Natural-language object grounding data
+++++

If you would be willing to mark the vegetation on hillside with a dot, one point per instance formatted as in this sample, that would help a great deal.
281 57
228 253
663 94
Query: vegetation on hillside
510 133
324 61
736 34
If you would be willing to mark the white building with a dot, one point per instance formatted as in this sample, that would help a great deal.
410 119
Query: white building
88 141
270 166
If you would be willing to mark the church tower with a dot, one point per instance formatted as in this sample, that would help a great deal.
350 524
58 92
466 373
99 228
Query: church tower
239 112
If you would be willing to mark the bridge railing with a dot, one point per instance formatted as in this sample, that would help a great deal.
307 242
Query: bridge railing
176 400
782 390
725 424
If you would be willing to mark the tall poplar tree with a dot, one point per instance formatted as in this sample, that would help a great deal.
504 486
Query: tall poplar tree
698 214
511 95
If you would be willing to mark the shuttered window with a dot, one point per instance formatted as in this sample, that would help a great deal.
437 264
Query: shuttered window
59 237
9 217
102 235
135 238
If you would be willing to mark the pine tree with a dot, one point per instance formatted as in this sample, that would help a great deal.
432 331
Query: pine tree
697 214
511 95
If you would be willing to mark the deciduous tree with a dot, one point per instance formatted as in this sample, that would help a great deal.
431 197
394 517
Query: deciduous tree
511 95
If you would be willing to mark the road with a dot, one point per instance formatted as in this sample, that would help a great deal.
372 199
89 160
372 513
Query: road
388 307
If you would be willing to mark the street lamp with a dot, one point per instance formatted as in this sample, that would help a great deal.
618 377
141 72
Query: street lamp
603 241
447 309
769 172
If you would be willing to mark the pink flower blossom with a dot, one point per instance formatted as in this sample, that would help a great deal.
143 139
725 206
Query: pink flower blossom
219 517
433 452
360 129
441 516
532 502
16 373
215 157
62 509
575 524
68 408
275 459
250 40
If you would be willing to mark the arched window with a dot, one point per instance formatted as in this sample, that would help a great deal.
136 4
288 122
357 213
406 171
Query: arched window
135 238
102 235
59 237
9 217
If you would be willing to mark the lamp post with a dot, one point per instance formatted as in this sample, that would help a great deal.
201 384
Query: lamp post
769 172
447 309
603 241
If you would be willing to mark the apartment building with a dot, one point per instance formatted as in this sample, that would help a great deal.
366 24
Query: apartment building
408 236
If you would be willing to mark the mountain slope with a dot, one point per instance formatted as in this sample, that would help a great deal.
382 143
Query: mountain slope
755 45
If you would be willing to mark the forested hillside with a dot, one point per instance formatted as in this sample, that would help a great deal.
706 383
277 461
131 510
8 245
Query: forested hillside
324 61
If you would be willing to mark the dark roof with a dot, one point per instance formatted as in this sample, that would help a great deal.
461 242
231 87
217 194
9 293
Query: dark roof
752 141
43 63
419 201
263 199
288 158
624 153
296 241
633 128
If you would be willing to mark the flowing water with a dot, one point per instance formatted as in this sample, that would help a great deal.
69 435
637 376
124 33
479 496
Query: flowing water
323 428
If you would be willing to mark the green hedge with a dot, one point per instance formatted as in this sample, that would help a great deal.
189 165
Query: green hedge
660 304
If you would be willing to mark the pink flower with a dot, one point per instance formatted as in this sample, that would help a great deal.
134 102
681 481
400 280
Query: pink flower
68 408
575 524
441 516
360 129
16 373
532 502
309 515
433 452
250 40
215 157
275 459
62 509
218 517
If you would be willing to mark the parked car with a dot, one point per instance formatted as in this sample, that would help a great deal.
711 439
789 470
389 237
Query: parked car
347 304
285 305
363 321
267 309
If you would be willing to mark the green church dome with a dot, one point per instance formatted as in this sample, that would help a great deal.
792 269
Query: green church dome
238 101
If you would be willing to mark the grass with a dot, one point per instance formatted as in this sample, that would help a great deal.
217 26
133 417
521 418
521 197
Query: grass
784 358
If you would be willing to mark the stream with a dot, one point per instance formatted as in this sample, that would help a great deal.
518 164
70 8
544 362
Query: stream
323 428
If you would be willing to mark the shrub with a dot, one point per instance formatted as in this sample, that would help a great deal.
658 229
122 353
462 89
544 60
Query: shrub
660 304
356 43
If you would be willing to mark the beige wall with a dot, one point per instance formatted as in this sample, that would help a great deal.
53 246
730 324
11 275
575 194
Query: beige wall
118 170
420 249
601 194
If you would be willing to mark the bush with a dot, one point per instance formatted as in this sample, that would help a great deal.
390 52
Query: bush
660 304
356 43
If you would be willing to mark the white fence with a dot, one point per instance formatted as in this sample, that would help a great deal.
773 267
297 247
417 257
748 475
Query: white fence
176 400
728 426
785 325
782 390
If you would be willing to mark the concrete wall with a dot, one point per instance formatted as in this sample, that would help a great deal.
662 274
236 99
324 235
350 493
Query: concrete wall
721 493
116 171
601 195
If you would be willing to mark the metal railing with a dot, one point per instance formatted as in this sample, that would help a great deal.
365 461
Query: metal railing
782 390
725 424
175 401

+++++

▶ **WHAT TO PRODUCE**: Word for word, write out each of the records shown above.

▶ **ANSWER SPACE**:
If you would be willing to mark the vegetation on hillside with a dot, one point per instance formatted as in this sample, that would help a great deal.
281 57
228 253
663 94
Query: vegetation on hillside
510 133
324 61
736 34
If you would be willing to mark the white building with a dot, one point per instance formatted as in this sample, that would help a great deal.
410 119
Query: white building
88 141
270 166
If you would be willing to mark the church tower with a dot, one point per instance formatted as in this sample, that would help a great deal.
350 524
58 92
466 373
99 228
Query: church tower
239 112
If you would be willing to mark the bridge railing with a dot, one point per instance formatted as in this sample, that would help a great deal.
307 242
Query: bridge railing
176 400
782 390
725 424
If you would be willing to mark the tall poplar tree with a dot, one point per instance formatted as in this sample, that would help a great deal.
504 486
Query: tall poplar tree
698 214
511 95
If you would be willing to mark the shuttered window with a dot, one point per instance formatted as in this sample, that would help a great deal.
437 264
Query: shuttered window
59 237
9 217
102 235
135 238
If you would be willing to mark the pine tree with a dot, one point per instance formatted as in this sample, that would help a great deal.
432 331
Query: pine tree
697 214
511 95
If you would be willing to mark the deciduous tree with a dot, one point per instance formatted as in this sample, that would help a great deal.
431 197
394 517
Query: deciduous tree
511 95
If you would be willing to mark the road with a dot, one point per instance formatted as in this sample, that would help a great deal.
372 199
89 160
372 513
Query: road
388 307
If you would be willing to mark the street lamp with a dot, one point per instance formatted as in this sample, that would help a great deal.
618 377
141 72
Query: street lamp
603 241
447 309
769 172
If you would be willing to mark the pink flower blossom with a dot, one point per instance formatted as in this sample, that would help a great deal.
143 139
725 206
Query: pink flower blossom
219 517
433 452
360 129
441 516
532 502
16 373
215 157
62 509
575 524
68 408
275 459
250 40
If you would be willing to mark the arched window with a dot, one point per instance formatted as in this sample, that would help a great deal.
136 4
288 122
357 213
406 171
Query: arched window
135 238
102 235
59 237
9 217
If you would be willing to mark the lamp post with a dot, one point per instance formatted as in this sample, that would help a great deal.
201 384
Query: lamp post
769 172
447 309
603 241
If you would be willing to mark the apartment building with a dot, one point per instance formatted as in this sample, that would help a great deal.
366 24
Query: apartment building
408 236
If you would be willing to mark the mountain slope with a dot, one point per instance formatted as in this sample, that would help a great deal.
382 143
Query: mountain slope
755 45
If you would be willing to mark the forested hillside with a dot, one point per instance formatted as in this sample, that would help a great deal.
706 383
277 461
131 510
8 245
Query: forested hillside
324 61
If you would be willing to mark the dark roof with a dot, one point per instance formatted as in this sample, that would help a great deal.
461 242
231 87
217 194
9 293
Query: dark roof
752 141
43 63
419 201
263 199
288 158
624 153
296 241
633 128
If you would be willing to mark the flowing water with a dot, one point per instance formatted as in this sample, that would help a great deal.
69 435
637 376
124 33
479 496
Query: flowing water
323 428
If you would be willing to mark the green hedge with a dot, one point per instance formatted as in this sample, that would help a great deal.
189 165
Query: green hedge
660 304
If you would be willing to mark the pink flower with a dot, one point per instance formatted as in this sample, that would help a great deal.
134 102
681 481
400 280
Query: pink flower
68 408
575 524
441 516
360 129
16 373
532 502
309 515
433 452
250 40
215 157
275 459
62 509
218 517
If you would be willing to mark the parked car with a dot, one point per instance formatted as in this sample, that would help a great deal.
711 439
789 470
389 237
Query: parked car
347 304
285 305
363 321
267 309
If you would be willing to mark the green church dome with a dot, one point per instance formatted as in this sample, that would help a great deal.
792 269
Query: green church dome
238 101
If you would be willing to mark the grass with a dot, one point per instance formatted as in this sample, that would help a great deal.
217 26
133 417
521 418
521 197
Query: grass
784 358
If you would be willing to mark the stream with a dot, one point per instance formatted as in this sample, that would help a great deal.
518 164
70 8
544 362
Query: stream
323 428
If you would be willing to mark the shrub with a dot, one point per instance formatted as in this sample, that would help a great deal.
658 229
122 353
462 89
544 60
Query: shrub
660 304
356 43
If you would be willing to mark the beige wall with a dot, one point per instance formatted as in this sample, that would help a great deal.
53 246
730 324
11 275
575 194
Query: beige wall
118 170
420 249
601 194
If you would be willing to mark the bush with a dot, one point per instance formatted as in this sample, that would help a great deal.
390 52
Query: bush
660 304
356 43
If you would be willing to mark the white fence with a dot, one point per instance formatted as in this sample, that would help a great deal.
773 267
297 247
417 257
748 475
Query: white fence
176 400
728 426
785 325
782 390
If you would be willing to mark the concrete wall with a dot, one point per instance formatted as in this sample, that would help a great deal.
662 274
236 99
324 235
350 493
Query: concrete wall
721 493
116 171
601 195
If you would be willing to mark the metal railing with a dot, one point per instance formatted as in this sample, that would help a great deal.
365 461
Query: metal railing
782 390
725 424
175 401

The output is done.